··· EXTRACTED MATERIAL

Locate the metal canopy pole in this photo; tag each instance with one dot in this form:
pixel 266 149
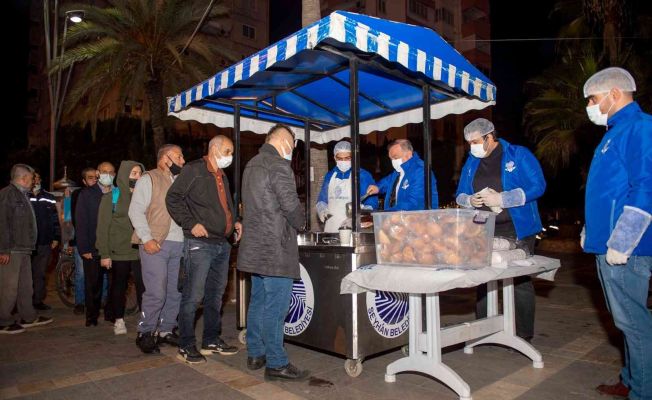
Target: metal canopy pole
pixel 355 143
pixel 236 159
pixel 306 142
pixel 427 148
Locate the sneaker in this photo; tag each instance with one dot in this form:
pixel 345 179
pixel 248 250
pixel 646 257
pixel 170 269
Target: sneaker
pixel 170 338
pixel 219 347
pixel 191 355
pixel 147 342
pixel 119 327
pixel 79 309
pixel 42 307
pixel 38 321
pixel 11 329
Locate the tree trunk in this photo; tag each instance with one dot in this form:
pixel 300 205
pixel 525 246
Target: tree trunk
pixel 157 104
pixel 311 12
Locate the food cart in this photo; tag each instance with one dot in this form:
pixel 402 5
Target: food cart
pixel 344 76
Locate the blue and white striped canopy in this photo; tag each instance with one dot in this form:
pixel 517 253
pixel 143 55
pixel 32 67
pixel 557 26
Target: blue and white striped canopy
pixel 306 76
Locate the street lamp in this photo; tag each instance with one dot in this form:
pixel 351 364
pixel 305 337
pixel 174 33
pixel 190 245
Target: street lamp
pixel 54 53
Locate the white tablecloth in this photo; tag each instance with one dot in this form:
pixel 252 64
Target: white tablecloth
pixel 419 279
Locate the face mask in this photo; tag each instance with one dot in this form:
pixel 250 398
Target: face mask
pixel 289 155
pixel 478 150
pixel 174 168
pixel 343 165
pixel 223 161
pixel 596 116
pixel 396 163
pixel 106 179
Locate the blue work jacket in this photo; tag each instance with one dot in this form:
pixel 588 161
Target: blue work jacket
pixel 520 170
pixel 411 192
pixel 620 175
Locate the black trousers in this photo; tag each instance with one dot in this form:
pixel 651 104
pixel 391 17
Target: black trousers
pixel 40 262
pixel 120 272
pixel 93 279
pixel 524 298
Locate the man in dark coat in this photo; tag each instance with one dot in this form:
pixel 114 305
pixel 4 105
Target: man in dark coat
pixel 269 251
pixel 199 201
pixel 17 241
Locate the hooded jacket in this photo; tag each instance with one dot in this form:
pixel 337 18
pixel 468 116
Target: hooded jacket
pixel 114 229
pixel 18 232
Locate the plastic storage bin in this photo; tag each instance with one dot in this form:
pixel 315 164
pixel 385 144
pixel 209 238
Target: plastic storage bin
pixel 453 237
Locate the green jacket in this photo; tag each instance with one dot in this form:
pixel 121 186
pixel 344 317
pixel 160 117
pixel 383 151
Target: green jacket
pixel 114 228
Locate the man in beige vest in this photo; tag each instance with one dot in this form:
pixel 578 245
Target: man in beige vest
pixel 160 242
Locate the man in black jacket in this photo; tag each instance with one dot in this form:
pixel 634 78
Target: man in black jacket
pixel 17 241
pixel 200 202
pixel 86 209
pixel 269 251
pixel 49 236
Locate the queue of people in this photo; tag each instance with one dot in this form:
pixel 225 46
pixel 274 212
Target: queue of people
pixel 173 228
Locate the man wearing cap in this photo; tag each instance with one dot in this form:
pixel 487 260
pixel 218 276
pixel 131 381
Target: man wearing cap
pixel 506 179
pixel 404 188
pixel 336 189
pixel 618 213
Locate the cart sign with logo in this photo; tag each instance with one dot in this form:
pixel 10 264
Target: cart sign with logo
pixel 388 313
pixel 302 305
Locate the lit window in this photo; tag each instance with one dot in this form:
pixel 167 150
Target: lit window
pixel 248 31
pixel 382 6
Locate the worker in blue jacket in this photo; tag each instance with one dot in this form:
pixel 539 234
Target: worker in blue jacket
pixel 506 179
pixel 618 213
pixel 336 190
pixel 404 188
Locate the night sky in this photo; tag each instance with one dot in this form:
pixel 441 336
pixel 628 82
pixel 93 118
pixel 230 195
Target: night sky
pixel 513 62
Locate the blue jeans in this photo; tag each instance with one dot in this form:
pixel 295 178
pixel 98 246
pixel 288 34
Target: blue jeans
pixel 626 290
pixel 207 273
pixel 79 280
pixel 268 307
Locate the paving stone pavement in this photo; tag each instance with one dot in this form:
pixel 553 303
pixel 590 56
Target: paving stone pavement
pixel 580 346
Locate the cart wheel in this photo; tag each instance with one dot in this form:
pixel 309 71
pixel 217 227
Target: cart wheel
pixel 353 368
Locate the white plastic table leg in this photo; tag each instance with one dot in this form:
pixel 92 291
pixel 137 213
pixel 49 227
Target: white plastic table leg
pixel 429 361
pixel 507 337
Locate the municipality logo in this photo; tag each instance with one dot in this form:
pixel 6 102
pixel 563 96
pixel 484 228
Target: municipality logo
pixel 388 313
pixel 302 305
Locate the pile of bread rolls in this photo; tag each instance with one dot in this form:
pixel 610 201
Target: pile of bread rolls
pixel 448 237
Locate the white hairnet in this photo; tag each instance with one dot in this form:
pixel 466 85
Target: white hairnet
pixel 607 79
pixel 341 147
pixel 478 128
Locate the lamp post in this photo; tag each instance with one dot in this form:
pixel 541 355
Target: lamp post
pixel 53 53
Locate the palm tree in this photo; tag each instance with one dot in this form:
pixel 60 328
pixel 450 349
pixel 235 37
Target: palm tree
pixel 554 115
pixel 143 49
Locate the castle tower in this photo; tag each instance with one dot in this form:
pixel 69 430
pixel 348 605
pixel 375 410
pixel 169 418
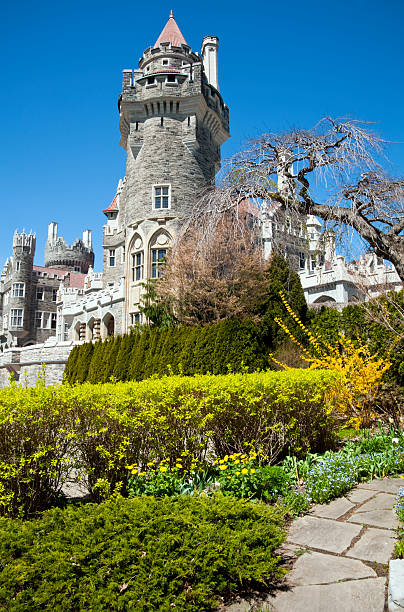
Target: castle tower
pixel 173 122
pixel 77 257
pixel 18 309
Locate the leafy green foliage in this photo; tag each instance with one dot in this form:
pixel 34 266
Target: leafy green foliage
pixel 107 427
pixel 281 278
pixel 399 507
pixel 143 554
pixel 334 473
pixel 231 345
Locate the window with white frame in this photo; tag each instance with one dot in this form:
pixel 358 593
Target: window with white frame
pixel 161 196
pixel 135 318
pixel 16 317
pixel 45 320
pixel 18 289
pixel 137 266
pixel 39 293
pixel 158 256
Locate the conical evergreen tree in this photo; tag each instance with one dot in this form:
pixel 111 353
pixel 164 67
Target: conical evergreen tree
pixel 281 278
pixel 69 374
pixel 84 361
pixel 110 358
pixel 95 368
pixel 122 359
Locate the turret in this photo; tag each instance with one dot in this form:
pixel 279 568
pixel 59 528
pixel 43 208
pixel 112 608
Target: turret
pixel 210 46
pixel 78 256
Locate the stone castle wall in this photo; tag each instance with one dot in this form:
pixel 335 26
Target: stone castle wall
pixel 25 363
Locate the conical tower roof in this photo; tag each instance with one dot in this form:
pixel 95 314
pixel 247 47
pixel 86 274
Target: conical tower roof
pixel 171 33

······

# ABOUT THIS EXERCISE:
Could you copy, exactly and with no pictures, each line from the first one above to the line holding "pixel 250 398"?

# SOLUTION FOR THIS TASK:
Locate the metal canopy pole in this photo; tag each instance with one dot in this form:
pixel 266 149
Target: metal canopy pole
pixel 355 143
pixel 236 159
pixel 306 142
pixel 427 148
Locate the sneaker in this photo; tag each instance with one dot in this form:
pixel 345 179
pixel 248 250
pixel 646 257
pixel 170 269
Target: sneaker
pixel 170 338
pixel 219 347
pixel 191 355
pixel 147 342
pixel 119 327
pixel 79 309
pixel 42 307
pixel 38 321
pixel 11 329
Locate the tree trunk in this photo; tag each instance with one dot in this form:
pixel 300 205
pixel 525 246
Target: tree trunk
pixel 157 104
pixel 311 12
Locate the food cart in this photo; tag each instance with one dot in this form:
pixel 402 5
Target: food cart
pixel 344 76
Locate the blue and white striped canopy in this photo; tag each instance with one dot in this form:
pixel 517 253
pixel 143 55
pixel 32 67
pixel 557 26
Target: blue and white striped canopy
pixel 306 76
Locate the street lamp in this photo; tag each instance with one dot in this form:
pixel 351 364
pixel 305 337
pixel 174 33
pixel 190 245
Target: street lamp
pixel 54 53
Locate the white tablecloth in this photo; tag each instance with one dot in this form:
pixel 252 64
Target: white tablecloth
pixel 419 279
Locate the face mask in this photo; tag each instance with one dot in this form:
pixel 250 398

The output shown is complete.